= Stored dataset items =

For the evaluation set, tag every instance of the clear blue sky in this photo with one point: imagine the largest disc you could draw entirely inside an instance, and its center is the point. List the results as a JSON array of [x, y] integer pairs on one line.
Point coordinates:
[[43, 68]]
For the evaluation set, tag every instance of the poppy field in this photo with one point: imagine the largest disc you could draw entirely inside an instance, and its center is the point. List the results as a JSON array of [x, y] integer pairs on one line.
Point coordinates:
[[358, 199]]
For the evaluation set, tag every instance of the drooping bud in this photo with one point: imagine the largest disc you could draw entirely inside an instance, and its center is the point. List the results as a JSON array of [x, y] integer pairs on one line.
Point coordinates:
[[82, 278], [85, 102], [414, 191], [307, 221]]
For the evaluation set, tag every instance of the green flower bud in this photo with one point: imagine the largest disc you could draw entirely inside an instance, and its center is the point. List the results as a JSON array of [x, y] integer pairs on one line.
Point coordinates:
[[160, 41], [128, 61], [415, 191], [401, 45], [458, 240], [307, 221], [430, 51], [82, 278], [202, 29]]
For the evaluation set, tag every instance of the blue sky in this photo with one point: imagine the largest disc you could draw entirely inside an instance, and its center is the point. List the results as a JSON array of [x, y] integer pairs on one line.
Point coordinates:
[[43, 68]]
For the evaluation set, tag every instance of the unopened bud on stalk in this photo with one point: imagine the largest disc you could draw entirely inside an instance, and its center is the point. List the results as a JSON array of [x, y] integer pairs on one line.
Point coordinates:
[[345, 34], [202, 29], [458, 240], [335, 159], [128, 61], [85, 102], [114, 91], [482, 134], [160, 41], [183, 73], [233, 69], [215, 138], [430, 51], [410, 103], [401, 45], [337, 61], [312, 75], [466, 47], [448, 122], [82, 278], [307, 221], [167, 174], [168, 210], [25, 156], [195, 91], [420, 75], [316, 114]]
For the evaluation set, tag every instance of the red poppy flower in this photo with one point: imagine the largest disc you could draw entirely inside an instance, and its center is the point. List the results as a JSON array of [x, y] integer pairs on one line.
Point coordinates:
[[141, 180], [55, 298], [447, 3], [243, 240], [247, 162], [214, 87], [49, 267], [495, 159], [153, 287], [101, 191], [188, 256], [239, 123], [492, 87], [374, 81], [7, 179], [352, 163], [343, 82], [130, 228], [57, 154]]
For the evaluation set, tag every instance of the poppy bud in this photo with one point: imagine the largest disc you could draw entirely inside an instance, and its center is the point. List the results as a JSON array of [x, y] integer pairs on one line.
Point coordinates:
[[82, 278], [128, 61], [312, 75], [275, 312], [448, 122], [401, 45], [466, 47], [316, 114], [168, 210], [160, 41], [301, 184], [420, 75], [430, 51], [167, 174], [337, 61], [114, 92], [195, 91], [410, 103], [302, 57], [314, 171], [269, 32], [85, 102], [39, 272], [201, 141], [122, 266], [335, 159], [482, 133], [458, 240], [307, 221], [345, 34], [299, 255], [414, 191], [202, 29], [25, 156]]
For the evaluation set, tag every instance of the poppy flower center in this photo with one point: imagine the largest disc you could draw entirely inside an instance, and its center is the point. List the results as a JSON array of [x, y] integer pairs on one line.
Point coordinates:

= DESCRIPTION OF THE TASK =
Can you put every line of the records above into a numbered list, leaving out any blank lines?

= WORKED SOLUTION =
1. For the evaluation set, tag every instance of the clear blue sky in this photo with one point: imagine the largest disc you could draw entirely inside an instance, and its center is the point. List the results as a JSON array of [x, y] integer pairs on one line.
2. Point coordinates:
3. [[43, 68]]
4. For the evaluation set, tag every instance of the poppy field in this photo with one point: imagine the largest disc you could draw entirely inside an instance, and its center is the point. List the results as a JSON array of [x, y] integer pairs on one line.
5. Point coordinates:
6. [[358, 199]]
7. For the evaluation set, tag every instance of the drooping bud in this photo with one point: imagine the largest disc you could draw entirely inside an instance, and its center is the point. List the results as a JSON array of [x, y] integer pairs on one line.
8. Point coordinates:
9. [[82, 278], [85, 102], [414, 191], [307, 221]]
10. For the evaluation set, tag every instance of the green flower bud in this photo with one point: imagine the largest disc you could draw entirely inside an instance, and its center is the point. List the results as a JSON array of [x, y] integer pairs on one line.
11. Point coordinates:
12. [[160, 41], [128, 61], [415, 191], [401, 45], [458, 240], [307, 221], [430, 51], [82, 278], [202, 29]]
13. For the evaluation set, tag every instance of the blue sky in this photo with one point: imagine the largest disc you could draw entirely inside an instance, and its center is the point. List the results as a JSON array of [x, y] integer pairs on one line.
14. Point coordinates:
15. [[43, 68]]
16. For the evaluation set, tag every instance of the unopened bud on stalk in this photo with one point: imagine the largest disc you could draw entirely inside an instance, and its center is the point. List the results as a JSON array of [x, y] integer pairs on one line.
17. Point coordinates:
18. [[345, 34], [202, 29], [458, 240], [335, 159], [128, 61], [85, 102], [114, 91], [482, 134], [160, 41], [183, 73], [233, 69], [215, 138], [430, 51], [410, 103], [401, 45], [337, 61], [312, 75], [466, 47], [448, 122], [82, 278], [307, 221], [167, 174], [168, 210], [25, 156], [195, 91], [420, 75], [316, 114]]
19. For the evaluation set, tag every instance of the red poppy flower in this photo with one point: imagine the largest disc you could draw entirely inside an instance, and its center is the point. List the results as a JSON array of [x, y] integer pairs on one line.
20. Point coordinates:
21. [[141, 180], [55, 298], [447, 3], [243, 240], [247, 162], [214, 87], [49, 267], [495, 159], [153, 287], [101, 191], [188, 256], [239, 123], [492, 87], [374, 81], [7, 179], [352, 163], [343, 82], [130, 228], [57, 154]]
22. For the evaluation set, tag every instance of the poppy bud in this photo with one point: imagine the largest disc you could draw entirely inside an instance, and its center is the point. List the results as a JSON array of [x, y] integer pairs on one line.
23. Point coordinates:
24. [[82, 278], [128, 61], [312, 75], [275, 312], [448, 122], [401, 45], [466, 47], [316, 114], [168, 210], [160, 41], [301, 184], [420, 75], [430, 51], [167, 174], [337, 61], [114, 92], [195, 91], [410, 103], [302, 57], [314, 171], [269, 32], [85, 102], [39, 272], [201, 141], [122, 266], [335, 159], [482, 133], [458, 240], [307, 221], [345, 34], [299, 255], [414, 191], [202, 29], [25, 156]]
25. For the evaluation set, tag every instance of the poppy flower center in this photo with one point: imagine the largest disc you could draw entirely inside an instance, and its center is the point. List the results as a JSON array of [x, y] integer pairs on one line.
26. Point coordinates:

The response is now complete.